■ Petunjuk Tugas:
1/ Jawablah pertanyaan berikut berdasarkan artikel tentang lama i`tikaf.
(a) Menurut Imam Abu Hanifah, berapa lama minimal i`tikaf wajib harus dilakukan?
(b) Menurut Imam Malik, berapa waktu i`tikaf paling sedikit?
(c) Menurut Imam Al-Haramain, "sebentar" dalam Madzhab Syafi`i berarti lebih dari waktu apa?
2/ Kembalikan tanpa perubahan bagian artikel tentang lama i`tikaf yang dimulai pada kata-kata yang memuat "Hidayatullah.com | PARA" dan berakhir setelah "Al Anhar, 1/256).".
3/ Tuliskan kelanjutan artikel tentang waktu minimal i`tikaf, dimulai setelah kalimat terakhir yang ditampilkan.

■ Kutipan Dokumen:
━━━━━━━━━━━━━━━━━━━━
I’tikaf yang Sah, Minimal Barapa Lama?

Dalam Madzhab Hanbali pendapat dhahir madzhab bahwasa boleh i`tikaf tanpa puasa, sehingga boleh tidak sampai satu hari, meski sebentar

Hidayatullah.com | PARA ulama berbeda pendapat menganai lama waktu i`tikaf atau waktu minimal dalam melaksanakan i`tikaf. Berikut ini pendapat para ulama dalam madzhab empat:

Madzhab Hanafi

Dalam Madzhab Hanafi, terdapat perincian dalam masalah ini. Jika i`tikaf  wajib, semisal i`tikaf karena nadzar maka minimal harus dilakukan dalam satu hari menurut Imam Abu Hanifah. Sedangkan menurut Imam Abu Yusuf lebih dari satu hari. Namun jika i`tikaf  sunnah, maka bisa dilakukan satu jam, menurut Muhammad bin Hassan. (Majma` Al Anhar, 1/256).

Madzhab Maliki

Imam Malik berpendapat bahwasannya waktu i`tikaf paling sedikit adalah sepuluh hari dan paling maksimal adalah satu bulan. Pendapat ini merupakan pendapat yang mu’tamad dalam madzhab. Dengan demikian lebih dari satu bulan hukumnya makruh. (Al Fawaqih Ad Dawani, 1/321).

Madzhab Syafi`i

Dalam Madzhab Syafi`i pendapat yang shahih adalah bahwa i`tikaf bisa dilakukan dengan berdiam diri di masjid dalam waktu sebentar atau lama.  Imam Al-Haramain menyatakan bahwa sebentar di sini tentu lebih dari waktu tuma`ninah.
━━━━━━━━━━━━━━━━━━━━
■ Daftar yang Ditampilkan:
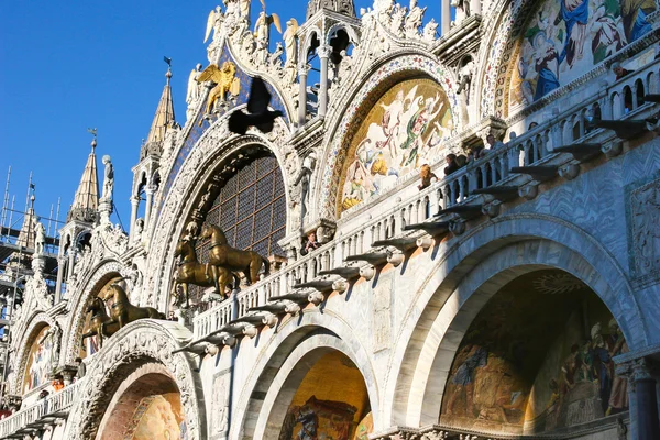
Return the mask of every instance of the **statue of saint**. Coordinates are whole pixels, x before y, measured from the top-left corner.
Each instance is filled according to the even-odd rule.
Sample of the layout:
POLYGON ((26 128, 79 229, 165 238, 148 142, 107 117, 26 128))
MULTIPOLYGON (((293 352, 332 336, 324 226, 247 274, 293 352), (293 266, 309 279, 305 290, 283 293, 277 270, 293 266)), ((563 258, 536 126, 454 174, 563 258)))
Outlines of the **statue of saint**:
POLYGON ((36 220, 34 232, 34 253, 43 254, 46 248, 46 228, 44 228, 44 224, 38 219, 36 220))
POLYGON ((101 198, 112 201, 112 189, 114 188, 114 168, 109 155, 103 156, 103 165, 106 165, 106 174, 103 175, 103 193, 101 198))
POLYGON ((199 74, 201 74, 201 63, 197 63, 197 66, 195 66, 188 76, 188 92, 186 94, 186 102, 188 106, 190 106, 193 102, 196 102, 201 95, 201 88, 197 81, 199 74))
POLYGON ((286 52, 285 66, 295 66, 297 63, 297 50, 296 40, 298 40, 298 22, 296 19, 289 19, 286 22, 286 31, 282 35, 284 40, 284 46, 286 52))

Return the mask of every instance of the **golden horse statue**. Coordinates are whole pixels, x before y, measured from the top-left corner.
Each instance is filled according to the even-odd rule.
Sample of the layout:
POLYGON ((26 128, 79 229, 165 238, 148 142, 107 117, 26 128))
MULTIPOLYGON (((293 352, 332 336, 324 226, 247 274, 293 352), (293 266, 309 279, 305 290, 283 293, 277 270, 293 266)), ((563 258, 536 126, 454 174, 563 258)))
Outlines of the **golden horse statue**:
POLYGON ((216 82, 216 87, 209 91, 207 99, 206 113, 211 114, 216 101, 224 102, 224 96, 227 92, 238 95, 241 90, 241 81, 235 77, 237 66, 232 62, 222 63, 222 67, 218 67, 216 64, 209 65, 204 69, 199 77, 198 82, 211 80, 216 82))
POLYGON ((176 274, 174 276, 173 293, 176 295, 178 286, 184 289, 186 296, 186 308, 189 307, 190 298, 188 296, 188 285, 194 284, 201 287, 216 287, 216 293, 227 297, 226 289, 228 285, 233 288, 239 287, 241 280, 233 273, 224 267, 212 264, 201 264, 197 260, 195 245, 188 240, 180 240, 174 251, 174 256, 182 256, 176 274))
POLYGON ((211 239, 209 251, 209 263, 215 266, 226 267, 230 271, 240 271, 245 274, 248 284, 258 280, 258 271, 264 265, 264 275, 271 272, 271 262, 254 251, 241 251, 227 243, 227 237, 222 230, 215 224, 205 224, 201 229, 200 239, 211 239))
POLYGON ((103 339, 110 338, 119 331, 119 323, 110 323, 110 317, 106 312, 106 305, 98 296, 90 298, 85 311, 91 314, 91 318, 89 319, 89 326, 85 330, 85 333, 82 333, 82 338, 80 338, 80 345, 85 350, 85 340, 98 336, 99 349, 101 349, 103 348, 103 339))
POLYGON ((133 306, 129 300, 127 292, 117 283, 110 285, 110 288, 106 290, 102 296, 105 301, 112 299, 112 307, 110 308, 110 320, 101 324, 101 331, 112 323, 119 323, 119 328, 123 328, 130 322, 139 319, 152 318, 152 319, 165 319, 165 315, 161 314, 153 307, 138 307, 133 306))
━━━━━━━━━━━━━━━━━━━━
■ Jawaban per Tugas:
1/
(a) Satu hari.
(b) Sepuluh hari.
(c) Lebih dari waktu tuma`ninah.

2/
Hidayatullah.com | PARA ulama berbeda pendapat menganai lama waktu i`tikaf atau waktu minimal dalam melaksanakan i`tikaf. Berikut ini pendapat para ulama dalam madzhab empat:

Madzhab Hanafi

Dalam Madzhab Hanafi, terdapat perincian dalam masalah ini. Jika i`tikaf  wajib, semisal i`tikaf karena nadzar maka minimal harus dilakukan dalam satu hari menurut Imam Abu Hanifah. Sedangkan menurut Imam Abu Yusuf lebih dari satu hari. Namun jika i`tikaf  sunnah, maka bisa dilakukan satu jam, menurut Muhammad bin Hassan. (Majma` Al Anhar, 1/256).

3/
Namun Imam Syafi`i menyatakan bahwa lebih utama dilakukan dalam satu hari, untuk menghindari khilaf dengan pendapat Imam Abu Hanifah yang menyatakan bahwa minimal waktu yang dihabiskan dalam i`tikaf adalah satu hari. (Lihat, Al Majmu` Syarh Al Muhadzdzab, 6/489).

Madzhab Hanbali

Dalam Madzhab Hanbali pendapat dhahir madzhab bahwasannya boleh i`tikaf tanpa puasa, sehingga boleh tidak sampai satu hari, meski sebentar. (Al Inshaf fi Ma’rifah Ar Rajih min Al Khilaf, 3/359).

Meski demikian, ada pula riwayat lain dari Imam Ahmad bahwa i`tikaf  minimal sehari karena disyaratkan puasa. Namun pendapat masyhur dalam madzhab adalah pendapat pertama. (Lihat, Al Mughni, 3/188).

Dalil Masing-Masing Madzhab

Dalil bahwa i`tikaf minimal satu hari, karena diwajibkan untuk berpuasa ketika i`tikaf. Pendangan ini merujuk kepada Hadits.

عَنْ عَائِشَةَ رضي الله عنها أنَّ النَّبِيَّ صَلَّى اللَّهُ عَلَيْهِ وَسَلَّمَ قَالَ: ((لَا اعْتِكَافَ إلَّا بِصِيَامٍ)) 

(رَوَاهُ الدَّارَقُطْنِيّ)

“Dari Aisyah radhiyallahu `anha bahwa Nabi ﷺ bersabda,”Tidak ada i`tikaf  kecuali dengan puasa.” (Riwayat Ad Daraquthni).

Imam An-Nawawi menyatakan bahwasannya hadits ini dhaif. Kalau sekiranya diterima maka maksudnya tidak ada i`tikaf yang sempurna. (dalam Al Majmu` Syarh Al Muhadzdzab, 6/488).

Dalil I`tikaf Minimal Sepuluh Hari

Sedangkan Madzhab Maliki yang berpendapat bahwa i`tikaf  tidak boleh kurang dari sepuluh hari berhujjah bahwasannya Rasulullah ﷺ tidak pernah melaksanakan i`tikaf lebih sedikit daripada sepuluh hari. (Fawaqih Ad Dawani, 1/321).

Dalil i`tikaf Bisa Dilakukan Sebentar

عَنِ ابْنِ عُمَرَ أَنَّ عُمَرَ، قَالَ: يَا رَسُولَ اللَّهِ، إِنِّي نَذَرْتُ فِي الجَاهِلِيَّةِ أَنْ أَعْتَكِفَ لَيْلَةً فِي المَسْجِدِ الحَرَامِ، قَالَ: ((أَوْفِ بِنَذْرِكَ)) (أخرجه البخاري)

Dari Ibnu Umar bhawsannya Umar berkatata,”Wahai Rasulullah, aku telah bernadzar di masa jahiliyah untuk beri`itikaf di malam hari di Masjid Al Haram, Rasulullah ﷺ bersabda, ’Tunaikan nadzarmu.’” (Riwayat Al Bukhari).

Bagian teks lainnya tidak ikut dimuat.